SUPPLIED INFORMATION Start Marker

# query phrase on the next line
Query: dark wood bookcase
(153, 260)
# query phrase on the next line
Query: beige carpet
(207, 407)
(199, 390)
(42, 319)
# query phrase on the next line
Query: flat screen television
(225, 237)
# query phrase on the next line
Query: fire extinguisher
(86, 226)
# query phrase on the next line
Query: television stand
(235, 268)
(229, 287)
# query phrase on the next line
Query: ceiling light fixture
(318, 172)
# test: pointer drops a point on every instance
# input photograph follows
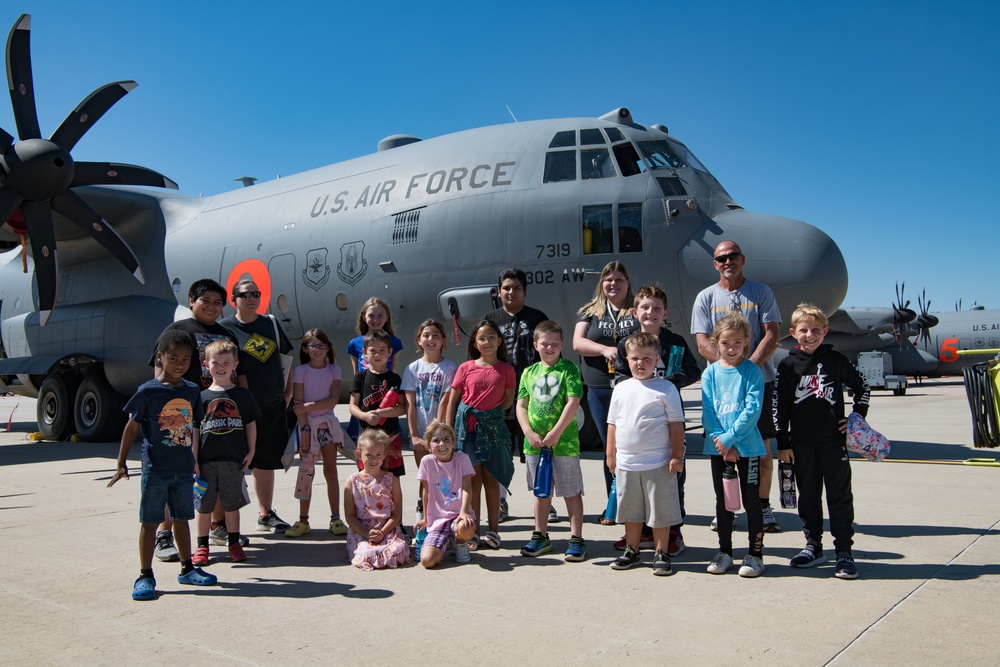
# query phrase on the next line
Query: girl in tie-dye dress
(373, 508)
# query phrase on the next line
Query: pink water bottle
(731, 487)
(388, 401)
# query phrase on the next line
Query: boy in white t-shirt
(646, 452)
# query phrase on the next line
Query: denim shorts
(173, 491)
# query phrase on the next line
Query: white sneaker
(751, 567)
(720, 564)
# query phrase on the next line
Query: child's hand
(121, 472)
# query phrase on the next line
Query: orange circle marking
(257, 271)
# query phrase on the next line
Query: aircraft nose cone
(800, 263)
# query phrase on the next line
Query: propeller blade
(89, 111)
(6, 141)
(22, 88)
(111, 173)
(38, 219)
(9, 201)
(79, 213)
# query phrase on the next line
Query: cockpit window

SUPPLIED INFORMATION End Marker
SUPPLIED INFORMATION Start Marker

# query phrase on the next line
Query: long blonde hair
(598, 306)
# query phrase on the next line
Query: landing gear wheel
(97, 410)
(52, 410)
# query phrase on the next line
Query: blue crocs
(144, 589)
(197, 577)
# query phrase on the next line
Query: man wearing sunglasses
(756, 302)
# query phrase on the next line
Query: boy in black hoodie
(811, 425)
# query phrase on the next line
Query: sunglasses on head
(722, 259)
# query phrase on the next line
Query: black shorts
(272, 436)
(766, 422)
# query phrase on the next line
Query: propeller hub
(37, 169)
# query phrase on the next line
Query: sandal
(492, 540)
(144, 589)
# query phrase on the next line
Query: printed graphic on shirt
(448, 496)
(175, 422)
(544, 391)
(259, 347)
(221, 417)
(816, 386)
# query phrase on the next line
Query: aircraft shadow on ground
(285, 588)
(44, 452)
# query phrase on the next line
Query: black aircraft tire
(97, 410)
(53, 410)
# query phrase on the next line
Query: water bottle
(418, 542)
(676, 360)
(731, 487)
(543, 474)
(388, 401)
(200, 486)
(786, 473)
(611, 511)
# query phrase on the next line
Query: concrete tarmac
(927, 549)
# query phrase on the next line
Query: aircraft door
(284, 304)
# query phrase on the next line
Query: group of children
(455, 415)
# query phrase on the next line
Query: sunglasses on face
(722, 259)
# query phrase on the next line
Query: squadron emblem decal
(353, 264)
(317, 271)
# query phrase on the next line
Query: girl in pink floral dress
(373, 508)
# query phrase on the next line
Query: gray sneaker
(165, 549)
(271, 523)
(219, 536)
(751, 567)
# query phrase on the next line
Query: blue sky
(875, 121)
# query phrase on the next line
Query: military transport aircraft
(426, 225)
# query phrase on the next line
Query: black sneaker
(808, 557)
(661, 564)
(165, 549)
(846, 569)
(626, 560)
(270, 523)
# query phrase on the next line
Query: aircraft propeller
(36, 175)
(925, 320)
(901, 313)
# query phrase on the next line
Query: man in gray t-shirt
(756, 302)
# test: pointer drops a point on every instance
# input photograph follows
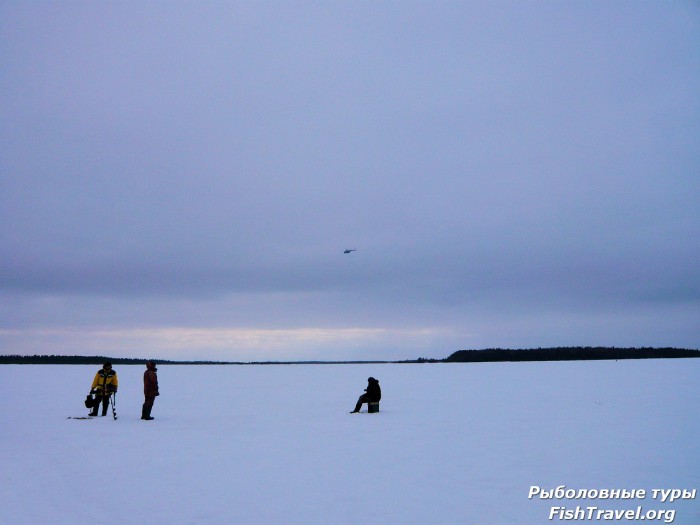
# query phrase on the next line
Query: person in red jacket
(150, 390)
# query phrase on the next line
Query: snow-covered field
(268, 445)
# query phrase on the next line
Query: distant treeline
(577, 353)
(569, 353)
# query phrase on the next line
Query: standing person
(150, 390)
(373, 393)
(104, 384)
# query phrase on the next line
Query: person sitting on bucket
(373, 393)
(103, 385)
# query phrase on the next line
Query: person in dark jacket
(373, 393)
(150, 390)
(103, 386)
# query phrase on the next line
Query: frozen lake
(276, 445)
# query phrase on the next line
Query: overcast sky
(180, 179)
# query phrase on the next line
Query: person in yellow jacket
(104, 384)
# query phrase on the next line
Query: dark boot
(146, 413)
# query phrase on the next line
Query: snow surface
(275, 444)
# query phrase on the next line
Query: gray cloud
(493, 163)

SUPPLIED INFORMATION End Marker
SUPPLIED INFORMATION Start Marker

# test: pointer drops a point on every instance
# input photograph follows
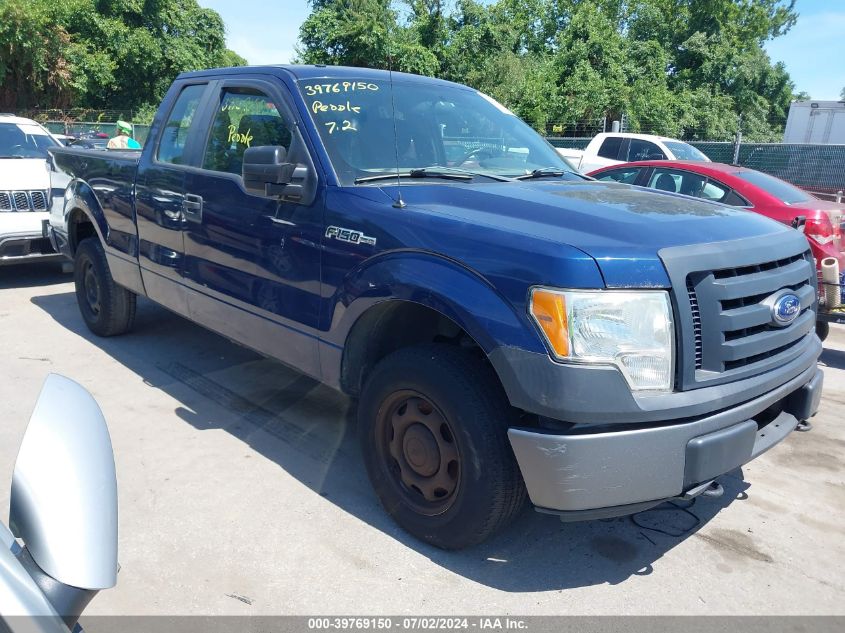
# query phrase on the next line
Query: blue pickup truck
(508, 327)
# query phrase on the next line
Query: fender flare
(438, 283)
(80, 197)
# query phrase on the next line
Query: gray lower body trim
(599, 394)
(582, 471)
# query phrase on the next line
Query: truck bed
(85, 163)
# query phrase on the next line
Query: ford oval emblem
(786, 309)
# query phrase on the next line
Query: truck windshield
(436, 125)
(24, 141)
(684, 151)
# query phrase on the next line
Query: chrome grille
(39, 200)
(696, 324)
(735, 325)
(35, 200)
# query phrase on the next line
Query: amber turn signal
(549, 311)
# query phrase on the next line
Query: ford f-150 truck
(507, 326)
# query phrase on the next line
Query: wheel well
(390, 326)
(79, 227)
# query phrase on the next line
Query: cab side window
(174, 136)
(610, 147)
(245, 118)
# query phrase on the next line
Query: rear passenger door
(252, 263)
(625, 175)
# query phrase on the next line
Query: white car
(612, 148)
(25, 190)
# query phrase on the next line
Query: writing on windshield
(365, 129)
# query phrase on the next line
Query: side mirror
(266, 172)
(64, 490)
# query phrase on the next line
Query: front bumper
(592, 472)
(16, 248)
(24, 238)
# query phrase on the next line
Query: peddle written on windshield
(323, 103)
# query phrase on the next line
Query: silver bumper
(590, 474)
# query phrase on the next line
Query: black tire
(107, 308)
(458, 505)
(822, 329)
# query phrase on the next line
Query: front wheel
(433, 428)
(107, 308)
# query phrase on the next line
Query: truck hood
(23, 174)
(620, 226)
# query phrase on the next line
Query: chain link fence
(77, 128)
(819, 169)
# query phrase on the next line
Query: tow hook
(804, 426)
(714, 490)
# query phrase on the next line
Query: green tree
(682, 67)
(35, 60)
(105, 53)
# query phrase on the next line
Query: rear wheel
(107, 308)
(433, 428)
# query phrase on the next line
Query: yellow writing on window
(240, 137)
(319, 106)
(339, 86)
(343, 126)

SUPPLIED INFORMATION End Marker

The required output is every line above from the one with "Query: propeller blade" down to the one with "Query: cockpit window", restated word for word, ends included.

Query: propeller blade
(89, 111)
(6, 141)
(22, 88)
(111, 173)
(38, 219)
(9, 201)
(79, 213)
# query phrase on the next line
Query: cockpit window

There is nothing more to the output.